start Quoted text

Creating a pro forma template involves a few key steps to ensure it accurately reflects your business's potential financial future. 

Download a free pro forma template for Excel

Here’s how to build one:

1. Determine your base financials

Let's start with the basics. Determining your base numbers means gathering the figures from your most recent financial statements. Think income, expenses, assets, liabilities, and equity. These numbers are your starting point and will heavily influence your projections. These baseline figures serve as the foundation for your projections—so precision matters.

2. Identify major changes ahead

What’s coming up that could affect your financials? This could be anything from a merger or acquisition to launching a new product or expanding into new markets. These changes can shake things up, so it's important to spot them early. 

Knowing what's coming allows you to adjust your projections and prepare for any financial twists they might bring.

3. Calculate the financial impact

Once you’ve outlined your potential changes, start estimating how they’ll affect revenue, costs, and profitability. Will a new hire raise payroll expenses? Could a product launch open up a new revenue stream? Use financial modeling to test different assumptions and assess viability. This step is where you figure out if your plans are financially sound and worth pursuing.

4. Model different scenarios

No single forecast will cover everything. That’s why pro forma modeling works best when you build multiple scenarios and have each one test how your financials respond under different assumptions. 

Most finance teams start with three core scenarios:

  • Best-case: Assume favorable conditions, such as faster revenue growth, strong customer demand, or delayed hiring costs. This scenario helps quantify upside potential and understand what’s possible if execution and market conditions exceed expectations.

end Quoted text
start Information provided

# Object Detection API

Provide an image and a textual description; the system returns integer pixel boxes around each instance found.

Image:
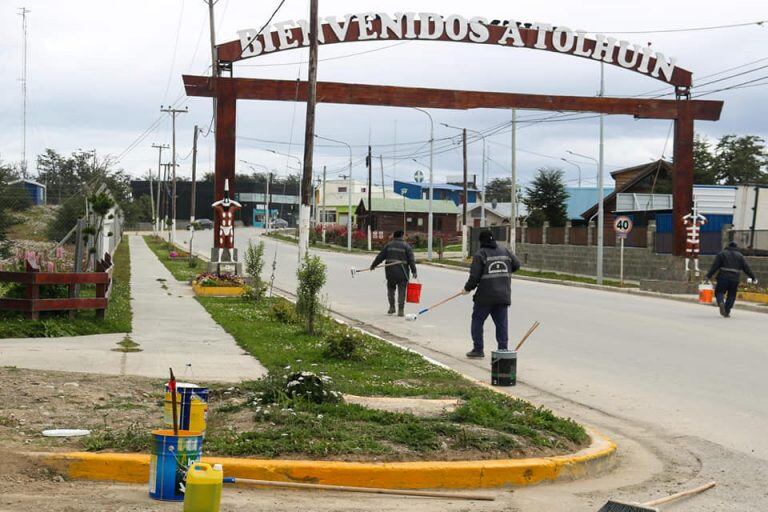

end Information provided

Transcribe the passage above on building a pro forma template, between "Creating a pro" and "projections—so precision matters.", inclusive.

Expected answer |
Creating a pro forma template involves a few key steps to ensure it accurately reflects your business's potential financial future. 

Download a free pro forma template for Excel

Here’s how to build one:

1. Determine your base financials

Let's start with the basics. Determining your base numbers means gathering the figures from your most recent financial statements. Think income, expenses, assets, liabilities, and equity. These numbers are your starting point and will heavily influence your projections. These baseline figures serve as the foundation for your projections—so precision matters.